__Work to do__. Copy out the whole listing below word for word, leaving out the pictures.

--- Start Records provided ---

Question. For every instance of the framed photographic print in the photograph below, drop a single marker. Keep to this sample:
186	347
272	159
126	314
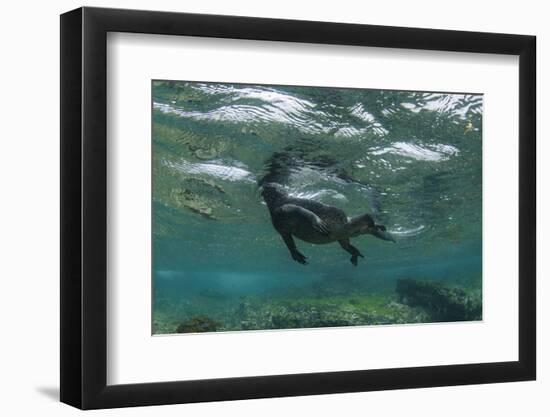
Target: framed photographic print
257	208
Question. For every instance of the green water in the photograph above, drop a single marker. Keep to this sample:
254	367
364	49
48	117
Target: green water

--- End Records provided ---

__Finished answer__.
Question. For every instance of the framed photographic print in the photograph below, drop a single marker. Keep to this sample:
186	347
272	159
126	314
Target: framed photographic print
257	208
Question. For every instance of the green water in the photograph above, drop a single marker. Keep to this sample:
254	367
364	49
48	117
Target: green water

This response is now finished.